## Input data

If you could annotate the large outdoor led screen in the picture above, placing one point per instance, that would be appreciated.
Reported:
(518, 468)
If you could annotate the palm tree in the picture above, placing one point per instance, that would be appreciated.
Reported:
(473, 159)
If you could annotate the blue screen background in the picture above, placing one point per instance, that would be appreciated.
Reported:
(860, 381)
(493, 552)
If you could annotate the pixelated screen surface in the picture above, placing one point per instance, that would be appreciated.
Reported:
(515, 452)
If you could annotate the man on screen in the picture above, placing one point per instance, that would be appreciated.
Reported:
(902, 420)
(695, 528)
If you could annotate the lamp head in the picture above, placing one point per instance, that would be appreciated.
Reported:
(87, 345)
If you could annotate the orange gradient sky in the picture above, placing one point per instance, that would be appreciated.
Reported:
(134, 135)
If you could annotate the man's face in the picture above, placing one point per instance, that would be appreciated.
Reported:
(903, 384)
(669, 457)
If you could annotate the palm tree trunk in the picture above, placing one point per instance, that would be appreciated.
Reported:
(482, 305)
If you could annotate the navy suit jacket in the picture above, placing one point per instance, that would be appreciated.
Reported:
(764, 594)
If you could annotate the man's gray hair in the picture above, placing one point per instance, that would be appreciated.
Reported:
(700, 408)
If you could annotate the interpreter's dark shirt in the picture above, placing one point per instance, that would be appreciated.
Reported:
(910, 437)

## Problem details
Change each "annotate" in the material above to "mark", and give back all of the material with nothing else altered.

## Full response
If you could mark the large outdoor led screen in the picture above, placing one point per instance, that would be appreciated.
Reported:
(518, 468)
If you could mark the palm tree in the picture above, placing one point per instance, that would be appreciated.
Reported:
(473, 159)
If you could mark the blue screen background in the picture above, placing one point per instance, that would be appreciated.
Reported:
(860, 381)
(493, 552)
If you could mark the pixelated screen surface in the picture above, placing one point per instance, that would be appreciated.
Reported:
(515, 452)
If you could mark the man on screen in the picture above, placing one point per instance, that would be appreciated.
Reported:
(902, 420)
(695, 528)
If you could mark the lamp head in the picture above, placing one point per instance, that would be appreciated.
Reported:
(87, 345)
If you could mark the orange gradient sky in the picture above, placing one point per instance, that would be appreciated.
Reported:
(134, 135)
If you could mark the man's face in the picture above, placing one point per instance, that would be appreciated.
Reported:
(903, 384)
(669, 457)
If you could mark the palm tree trunk in the picture above, placing one point per instance, that would be appreciated.
Reported:
(482, 305)
If you could mark the navy suit jacket in the picture above, placing one point per instance, that would be appreciated.
Reported:
(764, 594)
If you could mark the man's gray hair in the picture above, placing one point per instance, that would be appreciated.
Reported:
(700, 408)
If you could mark the interpreter's dark shirt in the picture above, placing one point per instance, that would be appreciated.
Reported:
(910, 437)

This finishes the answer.